Task item A: In the thread about autoregressive language models below, what does dimatura say is often mentioned in discussions of newly released LLMs?
Task item B: Copy the stretch from "Current token depends" through "newly released LLMs." from the thread about autoregressive language models below.
Task item C: Continue the thread about autoregressive language models below with the text that comes after its final post.

+++ Selected text

I think Yann is right if all you do is output a token, which is dependent on the...

jxmorris12 · 2025-02-21T19:36:14 1740166574

No this isn't right. The probabilistic formulation for autoregressive language models looks like this

     p(x_n | x_1 ... x_{n-1})

which means that each token depends on all the previous tokens. Attention is one way to parameterize this. Yann's not talking about Markov chains, he's talking about all autoregressive models.

1024core · 2025-02-21T20:02:06 1740168126

Current token depends on _all_ previous tokens, but only indirectly for the ones before the previous one, no?

dimatura · 2025-02-21T22:08:20 1740175700

No, using a large context window (which includes previous tokens) is a critical ingredient for the success of modern LLMs. Which is why you will often see the window size mentioned in discussions of newly released LLMs.

++++++
+++ Supplied information

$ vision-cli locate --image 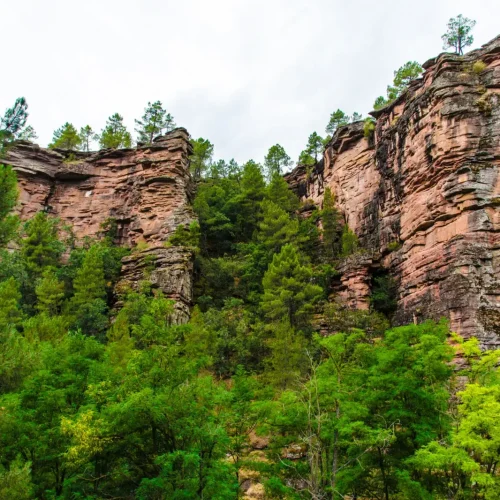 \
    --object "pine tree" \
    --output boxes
[261,244,323,327]
[0,278,21,332]
[0,163,19,247]
[35,268,64,316]
[265,320,308,390]
[326,109,350,135]
[99,113,132,149]
[264,144,293,179]
[266,174,299,214]
[235,160,266,241]
[341,224,359,257]
[257,200,299,255]
[441,14,476,55]
[79,125,99,152]
[49,122,82,151]
[321,187,342,261]
[135,101,175,144]
[190,137,214,180]
[69,245,107,335]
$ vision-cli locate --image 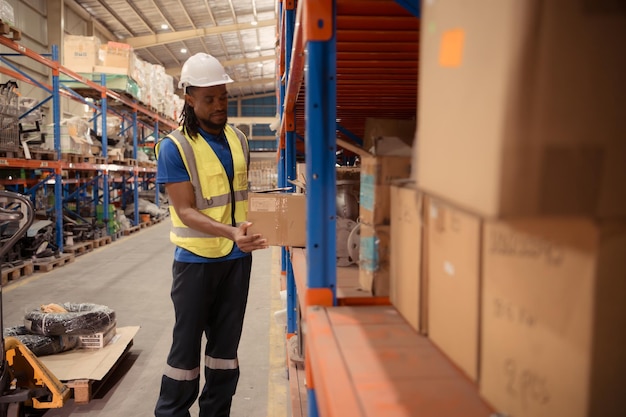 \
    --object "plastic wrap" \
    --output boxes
[4,326,80,356]
[24,303,115,336]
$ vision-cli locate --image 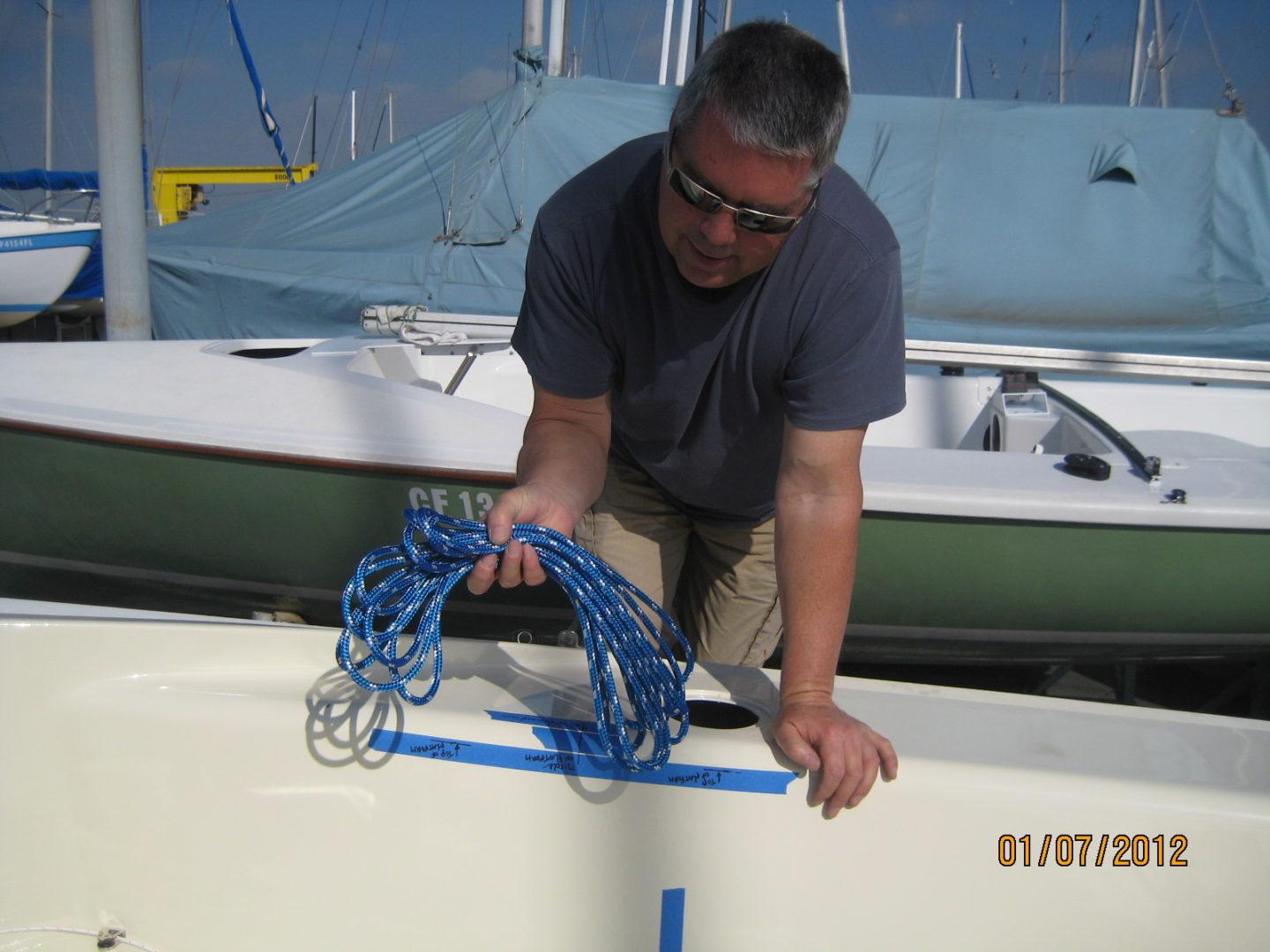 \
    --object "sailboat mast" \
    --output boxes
[93,0,150,340]
[44,0,53,205]
[1155,0,1169,109]
[833,0,851,90]
[656,0,687,86]
[1058,0,1067,103]
[1129,0,1147,106]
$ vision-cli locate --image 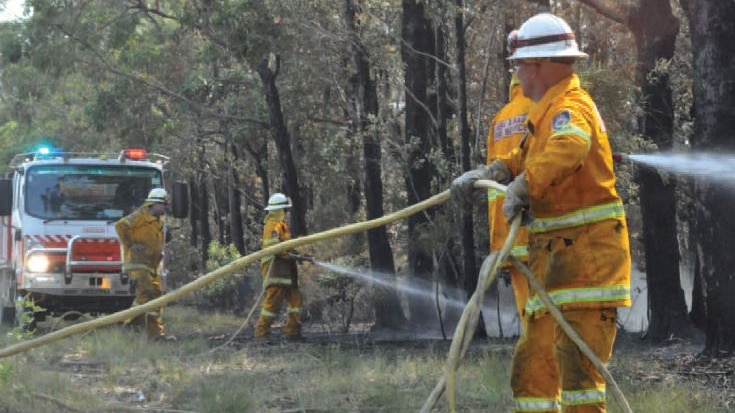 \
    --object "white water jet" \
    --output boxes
[314,261,465,308]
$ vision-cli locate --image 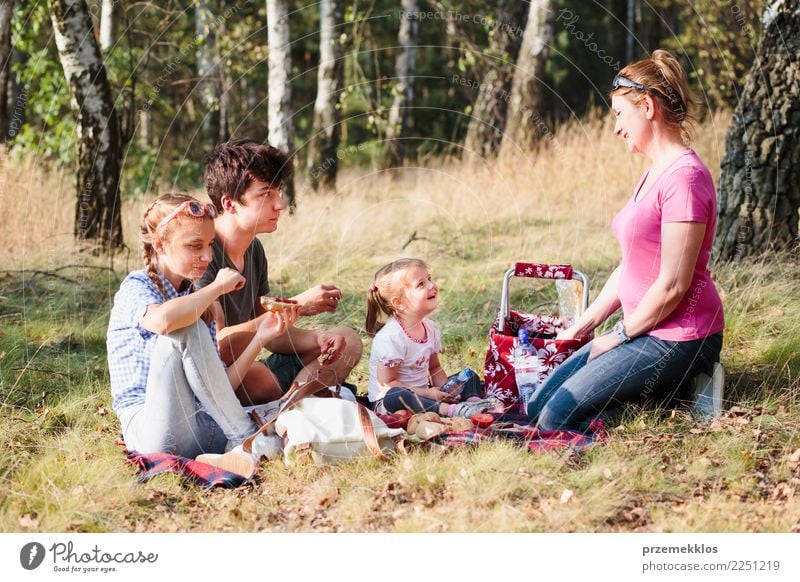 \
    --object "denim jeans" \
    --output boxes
[383,374,483,414]
[119,321,257,458]
[528,333,722,431]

++++++

Answer space A: The window size.

Answer space B:
Current token depends on _all_ previous tokens, but only indirectly for the ones before the previous one, no?

dimatura · 2025-02-21T22:08:20 1740175700

No, using a large context window (which includes previous tokens) is a critical ingredient for the success of modern LLMs. Which is why you will often see the window size mentioned in discussions of newly released LLMs.

Answer space C:
sudosysgen · 2025-02-21T20:26:43 1740169603

In the auto regressive formulation the previous token is no different from any past token, so no. Historically some token took the shortcut of only directly looking at the past token or some other kind of recursive formulation for intermediate states in generating the past token, but that's not the case in for the theoretical formulation of an autoregressive model that was used, and plenty of past autoregressive models didn't do that, for example with nonlinear autoregressive models.

lagrange77 · 2025-02-21T19:37:20 1740166640

> But with Attention mechanism

I would think LeCun was aware of that. Also prior sequence to sequence models like RNNs have already incorporated information about the further past.